Selected text

In a study conducted as part of her master’s thesis at Sonoma State University Wendy Wetzel, R.N. found that “In subjects receiving First Degree Reiki training, there was a significant change in the oxygen-carrying capability [of blood] within a twenty four-hour period [following initiation] as reflected by measurement of hemoglobin and hematocrit values, significant at the P=.01 levels.” The study concluded that “Reiki seems a natural adjunct to nursing care...it can reduce the experience of burnout and job-related stress.”
-Wendy S Wetzel. “Reiki Healing: A Physiologic Perspective and Implications for Nursing.” Thesis submitted to Sonoma State University, 1988.
“The issue, however, is not how or why alternative modalities work but that they work.”
-David Eisenberg. “Unconventional Medicine in the United States.”
New England Journal of Medicine 328, no.4 (1993), 246-52.

Questions to answer
(1) Transcribe the Reiki passage, starting with "-Wendy S Wetzel." and going on through "no.4 (1993), 246-52.".
(2) According to the Reiki passage, at which university was Wendy Wetzel's master's thesis submitted?
(3) Resume the Reiki passage and continue it from where it stops.

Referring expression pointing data
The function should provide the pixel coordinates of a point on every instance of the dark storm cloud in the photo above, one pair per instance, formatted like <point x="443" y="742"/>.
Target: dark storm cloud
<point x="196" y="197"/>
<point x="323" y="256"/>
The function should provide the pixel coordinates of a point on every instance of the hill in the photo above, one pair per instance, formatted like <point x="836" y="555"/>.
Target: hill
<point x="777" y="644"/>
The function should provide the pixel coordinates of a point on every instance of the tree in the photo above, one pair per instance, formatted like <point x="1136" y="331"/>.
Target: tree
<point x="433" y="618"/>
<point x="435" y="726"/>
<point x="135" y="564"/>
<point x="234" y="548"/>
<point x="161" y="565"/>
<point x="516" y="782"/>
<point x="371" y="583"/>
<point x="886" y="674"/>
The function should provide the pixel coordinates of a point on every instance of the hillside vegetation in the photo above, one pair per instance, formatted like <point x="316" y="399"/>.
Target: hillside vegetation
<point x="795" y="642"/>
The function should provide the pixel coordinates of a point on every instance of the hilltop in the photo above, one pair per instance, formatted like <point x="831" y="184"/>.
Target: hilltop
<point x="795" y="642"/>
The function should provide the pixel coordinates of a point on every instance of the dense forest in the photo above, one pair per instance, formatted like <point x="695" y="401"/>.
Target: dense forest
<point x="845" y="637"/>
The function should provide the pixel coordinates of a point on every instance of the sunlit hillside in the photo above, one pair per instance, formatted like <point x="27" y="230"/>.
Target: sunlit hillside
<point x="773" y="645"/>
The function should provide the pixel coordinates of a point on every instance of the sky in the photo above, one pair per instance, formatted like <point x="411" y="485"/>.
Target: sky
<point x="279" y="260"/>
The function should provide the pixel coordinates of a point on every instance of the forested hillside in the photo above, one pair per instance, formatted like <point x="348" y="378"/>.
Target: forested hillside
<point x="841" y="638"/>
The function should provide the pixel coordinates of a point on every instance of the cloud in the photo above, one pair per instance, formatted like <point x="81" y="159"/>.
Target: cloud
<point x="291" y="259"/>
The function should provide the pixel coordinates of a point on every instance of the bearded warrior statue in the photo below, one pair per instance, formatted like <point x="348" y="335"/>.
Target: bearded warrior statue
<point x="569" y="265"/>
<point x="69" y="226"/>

Set of answers
(1)
-Wendy S Wetzel. “Reiki Healing: A Physiologic Perspective and Implications for Nursing.” Thesis submitted to Sonoma State University, 1988.
“The issue, however, is not how or why alternative modalities work but that they work.”
-David Eisenberg. “Unconventional Medicine in the United States.”
New England Journal of Medicine 328, no.4 (1993), 246-52.

(2) Sonoma State University

(3)
Even though Reiki is still not covered routinely by most insurance companies, in 1991 Libby Barnett was approached by Blue Cross/Blue Shield of New Hampshire with a proposal to provide coverage for Reiki sessions for a 23-year-old diabetic patient with multiple hospital emergency admissions. A conference was held and attended by the patient’s psychiatrist, social worker, primary-care physician and nurse practitioner. In presenting the patient’s history it was noted that Reiki helped stabilize her blood sugar levels, soothe her neuropathy, and manage the emotional aspects of her diabetes, and that she had fewer crises when she maintained regular Reiki appointments. The insurance company’s decision to cover the Reiki sessions continued to help stabilize the patient’s condition, reducing the number of hospital emergency admissions.